[SELECTED EXCERPT]
******

If you have been reading my blog over the past year, you know that I have taken a sabbatical from veterinary school to earn my MBA through our dual degree DVM/MBA program.  It has been an extremely positive, eye opening experience.  I have thoroughly enjoyed getting to know and learn from my classmates.  And the course work isn't bad either.  I don't make it over to the vet school as often as I like, but when I do, I remember why I made veterinary medicine my chosen path. 

Last week, I got the distinct pleasure of introducing veterinary school applicants to Texas A&M.  In a small way, I was also introducing them to the veterinarian community.  The veterinary community is very small.  As I love pointing out, you could fit every veterinarian in the US in A&M's football stadium, Kyle Field, and still have a couple thousand seats left over.  Now, A&M does have a very large football stadium, but that doesn't diminish the fact that this is a small, tightknit community.  Another way of looking at it, there are more lawyers within the Beltway in Washington, D.C. than there are veterinarians in the entire country.  There just aren't many of us out there. 

As I walked into the gathering area for the applicants, I felt the warm blanket of security and familiarity that comes with being a member of the veterinary community.  I saw professors, advisors, and private practitioners scattered throughout the room.   Many of them came up to me and called me by name, even though I hadn't been around in several months.  I felt like I was coming home for Christmas.  This is my professional family. 

Most other professions are not as lucky as we are in veterinary medicine.  Because of our small size, we can touch so much of our community with just a few phone calls and handshakes.  This is a community that by and large cares about each other and the future of the profession.  How many other professions can you name that allow students, not even full members of the profession yet, to have a voice and a vote in local, state, and national policies and issues?  Yet, next weekend when the annual TVMA convention comes to College Station, two students will be voting members in every single committee and will have a say in every single matter that is confronting veterinary medicine in the state.  By the way, the only reason TVMA continues to have their annual meeting in College Station is to allow students to participate.  Trust me, as much as I love College Station, I know there are more exciting locations in the state to hold a meeting. 

If you are reading this and are curious about what it is like to be a veterinarian, just remember the imagery I used earlier.  The community is like a warm blanket of security and friendship.  I believe people get into veterinary medicine to help animals, but they stay in it because they love the people.  We have some great folks.

******

[INFORMATION PROVIDED]
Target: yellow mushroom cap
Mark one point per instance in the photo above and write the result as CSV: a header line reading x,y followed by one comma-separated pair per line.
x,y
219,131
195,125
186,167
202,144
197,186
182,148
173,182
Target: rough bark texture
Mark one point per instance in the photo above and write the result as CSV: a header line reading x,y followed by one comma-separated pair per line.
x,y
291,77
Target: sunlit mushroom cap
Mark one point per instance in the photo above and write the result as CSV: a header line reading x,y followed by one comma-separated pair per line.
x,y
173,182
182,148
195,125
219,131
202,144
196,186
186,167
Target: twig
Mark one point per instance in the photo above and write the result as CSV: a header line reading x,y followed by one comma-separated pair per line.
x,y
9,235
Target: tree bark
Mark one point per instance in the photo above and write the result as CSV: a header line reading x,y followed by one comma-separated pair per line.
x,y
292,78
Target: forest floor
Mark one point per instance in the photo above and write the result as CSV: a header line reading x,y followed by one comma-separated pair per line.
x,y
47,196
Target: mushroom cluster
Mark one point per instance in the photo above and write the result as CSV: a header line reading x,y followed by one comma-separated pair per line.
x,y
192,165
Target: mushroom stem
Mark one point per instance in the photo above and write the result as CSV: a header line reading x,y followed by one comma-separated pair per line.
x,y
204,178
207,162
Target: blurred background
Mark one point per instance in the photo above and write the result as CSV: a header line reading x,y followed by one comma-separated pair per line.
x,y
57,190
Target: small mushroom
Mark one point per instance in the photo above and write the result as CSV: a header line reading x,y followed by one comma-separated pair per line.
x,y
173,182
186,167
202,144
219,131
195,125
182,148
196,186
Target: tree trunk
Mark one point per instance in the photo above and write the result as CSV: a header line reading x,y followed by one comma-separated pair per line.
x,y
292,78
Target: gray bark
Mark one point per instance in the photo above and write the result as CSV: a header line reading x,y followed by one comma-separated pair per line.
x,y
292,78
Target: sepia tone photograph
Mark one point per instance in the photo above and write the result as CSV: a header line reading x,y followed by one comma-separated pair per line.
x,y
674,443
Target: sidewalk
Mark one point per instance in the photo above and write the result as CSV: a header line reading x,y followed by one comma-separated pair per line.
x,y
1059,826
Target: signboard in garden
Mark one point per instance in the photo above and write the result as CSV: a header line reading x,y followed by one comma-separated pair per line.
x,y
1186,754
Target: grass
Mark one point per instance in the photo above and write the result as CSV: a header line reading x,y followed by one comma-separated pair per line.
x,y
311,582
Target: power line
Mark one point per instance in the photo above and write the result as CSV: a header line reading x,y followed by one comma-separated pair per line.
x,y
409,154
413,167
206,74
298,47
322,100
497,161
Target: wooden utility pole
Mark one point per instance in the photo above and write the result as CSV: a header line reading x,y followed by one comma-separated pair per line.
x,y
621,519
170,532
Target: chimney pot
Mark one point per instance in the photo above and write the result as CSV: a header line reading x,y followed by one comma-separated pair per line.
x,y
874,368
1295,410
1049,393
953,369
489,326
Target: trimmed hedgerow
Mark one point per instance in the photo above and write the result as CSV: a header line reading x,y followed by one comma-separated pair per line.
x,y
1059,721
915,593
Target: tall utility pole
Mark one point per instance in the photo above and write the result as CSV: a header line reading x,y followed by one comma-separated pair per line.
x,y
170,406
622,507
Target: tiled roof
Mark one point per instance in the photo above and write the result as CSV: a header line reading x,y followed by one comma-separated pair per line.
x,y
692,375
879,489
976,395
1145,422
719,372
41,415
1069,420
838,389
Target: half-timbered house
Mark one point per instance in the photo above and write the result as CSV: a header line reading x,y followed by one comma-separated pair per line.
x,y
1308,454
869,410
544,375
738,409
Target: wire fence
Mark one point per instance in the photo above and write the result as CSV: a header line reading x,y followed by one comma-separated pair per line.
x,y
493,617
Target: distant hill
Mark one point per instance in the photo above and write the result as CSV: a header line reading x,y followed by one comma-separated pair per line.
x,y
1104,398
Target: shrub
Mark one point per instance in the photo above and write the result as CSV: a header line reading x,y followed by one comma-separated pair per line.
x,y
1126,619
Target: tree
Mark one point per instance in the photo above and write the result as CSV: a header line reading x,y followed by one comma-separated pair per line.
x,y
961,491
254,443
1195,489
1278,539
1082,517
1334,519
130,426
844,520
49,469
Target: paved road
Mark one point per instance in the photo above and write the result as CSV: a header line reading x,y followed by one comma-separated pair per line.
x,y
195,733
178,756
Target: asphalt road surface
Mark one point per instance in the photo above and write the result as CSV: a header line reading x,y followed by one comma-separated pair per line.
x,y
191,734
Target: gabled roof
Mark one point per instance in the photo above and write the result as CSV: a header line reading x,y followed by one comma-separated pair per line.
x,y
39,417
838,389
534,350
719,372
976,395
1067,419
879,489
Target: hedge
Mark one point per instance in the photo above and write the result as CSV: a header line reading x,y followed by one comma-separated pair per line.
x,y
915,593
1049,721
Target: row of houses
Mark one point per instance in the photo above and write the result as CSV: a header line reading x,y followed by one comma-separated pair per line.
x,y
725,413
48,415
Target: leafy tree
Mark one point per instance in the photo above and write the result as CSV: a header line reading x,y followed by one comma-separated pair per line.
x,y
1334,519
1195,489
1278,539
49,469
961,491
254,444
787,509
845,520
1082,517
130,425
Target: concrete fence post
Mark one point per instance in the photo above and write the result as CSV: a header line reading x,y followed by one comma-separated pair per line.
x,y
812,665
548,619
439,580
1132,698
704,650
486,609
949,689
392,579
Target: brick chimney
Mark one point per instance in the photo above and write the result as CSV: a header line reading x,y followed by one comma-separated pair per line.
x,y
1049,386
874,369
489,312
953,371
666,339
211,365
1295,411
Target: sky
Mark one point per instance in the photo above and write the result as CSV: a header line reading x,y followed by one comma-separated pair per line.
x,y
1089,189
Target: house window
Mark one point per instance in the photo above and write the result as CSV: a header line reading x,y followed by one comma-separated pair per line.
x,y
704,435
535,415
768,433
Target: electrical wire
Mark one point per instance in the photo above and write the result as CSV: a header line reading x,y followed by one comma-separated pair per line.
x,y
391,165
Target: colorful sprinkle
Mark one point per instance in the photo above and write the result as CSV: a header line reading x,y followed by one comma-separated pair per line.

******

[WHAT THE EXERCISE ASKS]
Answer these questions from the blog post about the veterinary community above.
(a) What degree is the writer earning during the sabbatical from veterinary school?
(b) Which stadium does the writer say could hold every veterinarian in the US?
(c) How many students will be voting members in every committee at the annual TVMA convention?

[YOUR RESPONSE]
(a) An MBA, through the dual degree DVM/MBA program.
(b) Kyle Field, A&M's football stadium.
(c) Two.